- _CHECK YOUR UNDERSTANDING_:
1. Reproduce word for word the part of the Christmas feast article between "Festive meals can" and "the holiday season.", inclusive.
2. Answer these questions from the Christmas feast article:
(a) On what date was it published?
(b) What is Bonnie Rogers's job title, and where does she work?
(c) What kind of food does she recommend sticking to?

- _TEXT UNDER STUDY_:

5 Tips For A Healthier Christmas Feast

Indulge without the guilt by following these strategies.

By Sasha Gonzales        24 December 2021

The festive season is a time for eating and celebrating. Even if you don’t intend to visit many homes or attend every single party this year, you’ll probably still find yourself tucking into turkey, ham, icing-topped fruitcakes, buttery shortbread cookies, custard-laced puddings and other rich foods.

The good news is that you can enjoy all your favourite Christmas treats without feeling stuffed or guilty that you might have overeaten. Bonnie Rogers, Functional Habits Coach at The Nutrition Clinic, offers five tips for picking the healthiest foods, avoiding eating too much, and more.

1. Savour small amounts of what you enjoy

Festive meals can be wholesome if you load up on salad, roasted and steamed vegetables, lean meat and seafood, says Bonnie. Both the veggies and protein will fill you up without weighing you down, which is ideal if you’re going to be having more than one festive meal every day throughout the holiday season.

“But, be mindful of your sugar intake, since many traditional Christmas treats contain quite a lot of sugar,” Bonnie adds. “Enjoy these desserts in moderation, so don’t eat them at every meal. Eat what you love, but opt for quality over quantity, and savour every bite so you feel satisfied.”

2. Go easy on fried, sugary and processed foods

It’s easy to overeat anything that’s deep-fried or full of sugar, so Bonnie advises you to limit your intake of these foods. If a food is heavily processed and full of ingredients you can’t pronounce, you don’t want too much of it, either. She recommends sticking to “real” or “whole” food that’s minimally processed, because these tend to be healthier for you.

- _AVAILABLE DATA_:
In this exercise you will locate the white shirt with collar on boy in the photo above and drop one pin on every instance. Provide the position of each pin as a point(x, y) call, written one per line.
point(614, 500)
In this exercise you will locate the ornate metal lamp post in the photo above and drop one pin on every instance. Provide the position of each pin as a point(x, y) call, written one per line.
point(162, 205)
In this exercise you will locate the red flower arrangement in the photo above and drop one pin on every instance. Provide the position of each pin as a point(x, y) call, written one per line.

---

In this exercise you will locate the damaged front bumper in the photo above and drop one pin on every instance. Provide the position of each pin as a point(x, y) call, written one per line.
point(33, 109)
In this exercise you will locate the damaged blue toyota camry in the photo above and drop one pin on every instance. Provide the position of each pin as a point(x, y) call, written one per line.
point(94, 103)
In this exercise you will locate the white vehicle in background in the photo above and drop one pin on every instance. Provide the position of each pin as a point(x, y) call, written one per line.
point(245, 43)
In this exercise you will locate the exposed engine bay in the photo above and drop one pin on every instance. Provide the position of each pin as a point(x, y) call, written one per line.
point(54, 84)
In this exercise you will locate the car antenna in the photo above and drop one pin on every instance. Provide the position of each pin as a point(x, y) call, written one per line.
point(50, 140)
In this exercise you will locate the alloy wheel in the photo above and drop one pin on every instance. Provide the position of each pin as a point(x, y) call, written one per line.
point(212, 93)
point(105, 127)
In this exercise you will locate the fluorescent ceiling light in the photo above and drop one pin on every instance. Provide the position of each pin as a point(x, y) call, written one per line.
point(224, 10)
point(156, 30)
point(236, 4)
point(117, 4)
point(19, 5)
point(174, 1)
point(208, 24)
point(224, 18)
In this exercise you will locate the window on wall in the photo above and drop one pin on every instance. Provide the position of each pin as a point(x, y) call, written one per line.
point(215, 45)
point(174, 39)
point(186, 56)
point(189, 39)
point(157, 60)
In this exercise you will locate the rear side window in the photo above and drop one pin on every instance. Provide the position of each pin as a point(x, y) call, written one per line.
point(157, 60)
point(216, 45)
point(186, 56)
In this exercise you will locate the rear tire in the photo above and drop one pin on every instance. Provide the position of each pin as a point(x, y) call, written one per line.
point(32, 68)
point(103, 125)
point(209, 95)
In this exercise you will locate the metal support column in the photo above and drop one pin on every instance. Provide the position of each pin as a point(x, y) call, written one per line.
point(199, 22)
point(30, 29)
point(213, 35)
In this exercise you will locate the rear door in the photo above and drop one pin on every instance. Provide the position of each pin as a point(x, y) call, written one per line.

- _ANSWERS TO EACH TASK_:
1.
Festive meals can be wholesome if you load up on salad, roasted and steamed vegetables, lean meat and seafood, says Bonnie. Both the veggies and protein will fill you up without weighing you down, which is ideal if you’re going to be having more than one festive meal every day throughout the holiday season.

2.
(a) 24 December 2021
(b) Functional Habits Coach at The Nutrition Clinic
(c) "Real" or "whole" food that is minimally processed